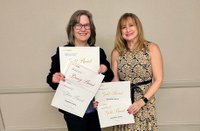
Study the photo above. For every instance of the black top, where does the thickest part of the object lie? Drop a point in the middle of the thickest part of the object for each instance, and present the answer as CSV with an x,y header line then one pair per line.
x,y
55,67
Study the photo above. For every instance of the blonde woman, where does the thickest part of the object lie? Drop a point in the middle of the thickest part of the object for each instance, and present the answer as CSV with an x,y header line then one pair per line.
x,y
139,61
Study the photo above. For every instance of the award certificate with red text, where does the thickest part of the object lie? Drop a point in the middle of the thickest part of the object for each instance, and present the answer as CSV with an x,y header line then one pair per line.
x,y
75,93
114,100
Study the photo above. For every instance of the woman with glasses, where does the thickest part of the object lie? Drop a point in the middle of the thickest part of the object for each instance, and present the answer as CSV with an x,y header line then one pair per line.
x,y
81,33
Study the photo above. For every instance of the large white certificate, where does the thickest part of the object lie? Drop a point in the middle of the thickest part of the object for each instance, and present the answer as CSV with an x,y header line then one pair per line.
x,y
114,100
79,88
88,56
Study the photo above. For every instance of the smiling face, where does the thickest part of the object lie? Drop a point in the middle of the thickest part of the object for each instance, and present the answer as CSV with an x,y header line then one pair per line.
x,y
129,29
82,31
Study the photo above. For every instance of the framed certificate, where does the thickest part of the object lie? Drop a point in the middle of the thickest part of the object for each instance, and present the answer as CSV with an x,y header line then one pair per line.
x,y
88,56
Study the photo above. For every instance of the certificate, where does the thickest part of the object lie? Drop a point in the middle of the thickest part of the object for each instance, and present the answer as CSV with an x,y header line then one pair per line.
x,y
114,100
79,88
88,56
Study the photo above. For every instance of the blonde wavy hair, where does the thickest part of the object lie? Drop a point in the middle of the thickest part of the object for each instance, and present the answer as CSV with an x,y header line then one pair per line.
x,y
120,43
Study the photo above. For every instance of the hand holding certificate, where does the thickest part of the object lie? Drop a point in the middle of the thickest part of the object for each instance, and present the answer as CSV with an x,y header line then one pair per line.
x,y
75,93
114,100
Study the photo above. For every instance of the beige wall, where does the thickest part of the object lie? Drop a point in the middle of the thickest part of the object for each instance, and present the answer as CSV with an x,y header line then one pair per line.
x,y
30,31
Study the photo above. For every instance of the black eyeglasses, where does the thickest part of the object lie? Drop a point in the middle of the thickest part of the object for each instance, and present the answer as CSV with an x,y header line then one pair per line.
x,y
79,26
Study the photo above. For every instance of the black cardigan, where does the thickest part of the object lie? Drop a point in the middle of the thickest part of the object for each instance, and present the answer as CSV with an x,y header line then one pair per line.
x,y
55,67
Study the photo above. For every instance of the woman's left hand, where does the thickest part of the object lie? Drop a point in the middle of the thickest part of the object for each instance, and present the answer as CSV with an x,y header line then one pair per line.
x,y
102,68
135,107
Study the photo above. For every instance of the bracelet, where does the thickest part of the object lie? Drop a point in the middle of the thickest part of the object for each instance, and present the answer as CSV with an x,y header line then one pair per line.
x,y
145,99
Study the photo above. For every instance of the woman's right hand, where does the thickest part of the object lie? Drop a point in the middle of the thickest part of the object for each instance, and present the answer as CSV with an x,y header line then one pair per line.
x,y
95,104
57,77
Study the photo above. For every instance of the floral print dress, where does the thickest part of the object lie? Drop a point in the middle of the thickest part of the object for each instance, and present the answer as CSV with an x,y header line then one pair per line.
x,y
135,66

**WHAT YOU SHOULD DO:** All records above are to be printed exactly, minus the pictures they contain.

**OUTPUT FOR THIS TASK:**
Study the photo above. For every instance of the black top, where does the thickest part of the object lie? Drop a point in the middle of the thickest part of the object for each instance, and present the answer as CSV with an x,y header line then one pair per line.
x,y
55,67
Study the photo above. For every instance of the blonde woman, where does the thickest part of the object lie? Drop a point in the middle of the thickest part of the object for each instance, and present the answer as CSV with an x,y header line then one pair per line.
x,y
139,61
Study the photo above. For every instance of the award certificate with red text, where does the thickest part of the object lie? Drop a point in the middle of the thickest part of the object for each instance, and present the answer as CSV with an x,y header line then one pair per line.
x,y
75,93
114,100
Study the photo above. For every instance of the woman with glasses, where does the thickest part of the object lie? Drop a point in the middle of the thickest part of the object for each instance, and present the answer as CSV with an x,y header line then one pair per line.
x,y
81,33
Study the photo above. For every instance of the large white certificate, where does the thickest part of the object lie? Drop a point in the middle of the thickest part of the object for each instance, and present the answer as CSV with an x,y header line then one pair per line.
x,y
114,100
79,88
88,56
Study the photo above. For every instance of the smiling face, where does the thickest part of the object lie? Drop a point in the middle of the thickest part of the object for each instance, and present the answer as CSV with an x,y header line then one pair per line.
x,y
129,29
82,31
Study the photo above. For every instance of the framed certificate, where does the thickest part of the object lie? Drop a point in the middle of the thickest part of the object for each instance, and present the answer as CSV with an x,y header line then one pair per line.
x,y
88,56
Study the photo above. For every instance of the certificate, where does the thickest part of the object lie? Drop a point in the middle of the thickest part of the object for each instance, and present the answer as CSV with an x,y header line then one pair per line.
x,y
114,100
79,88
88,56
Study the photo above. For every instance of the blonde wavy hair, where does the thickest part of the object lie? Drop a point in the middle of the thickest part of the object for each instance, and present the answer as CSV with an x,y header line then one pair per line.
x,y
120,43
Study the photo above. For every instance of the hand holding certificate, where does the thickest part of the object lie? Drop a point in the middle of the thickest part of the object for each instance, and present the answer as CSV with an x,y header line then one pair per line.
x,y
75,93
114,100
Study the photo above. For every instance of the beige wall, where does the thickest part of the object lie? Drop a point in the middle of the thickest part of the object for each instance, and present the answer as CSV with an x,y header line then one pair per line.
x,y
30,31
Study the photo above. For every instance of the black eyeglasses, where does the thickest part of the object lie? Drop a point in the middle of the thickest part of the object for each instance, and present the answer as CSV with an x,y header line then one pair per line.
x,y
79,26
Study the photo above. For every instance of the black cardigan, where does the thickest part of the object lie? Drop a point in the middle of the thickest part of the object for each instance, and present the answer as CSV with an x,y header line then one pair per line.
x,y
55,67
Study the photo above. For every instance of the woman's left hand, where does the thickest part of the object lie? Drop a point in the middle of the thickest part of the object for each instance, and present the answer as CSV with an x,y header line then one pair per line.
x,y
102,68
135,107
Study the photo above. For every instance of the bracelet, where does the thickest part of the object lie? Drop a point in the middle of the thickest part of the object for each instance, and present the answer as CSV with an x,y header line then one pair per line.
x,y
145,99
Study the photo above. For every instance of the woman's right hand, where does the thickest part of the object lie? Drop a point in the middle of the thickest part of the object for each instance, and present the answer as CSV with an x,y header line then one pair per line.
x,y
95,104
57,77
Study the photo above. For every instance of the floral print dress, where does the thickest part of the object lie? Drop a point in the middle of the thickest part of the object for each instance, and present the answer as CSV with an x,y header line then one pair per line.
x,y
135,66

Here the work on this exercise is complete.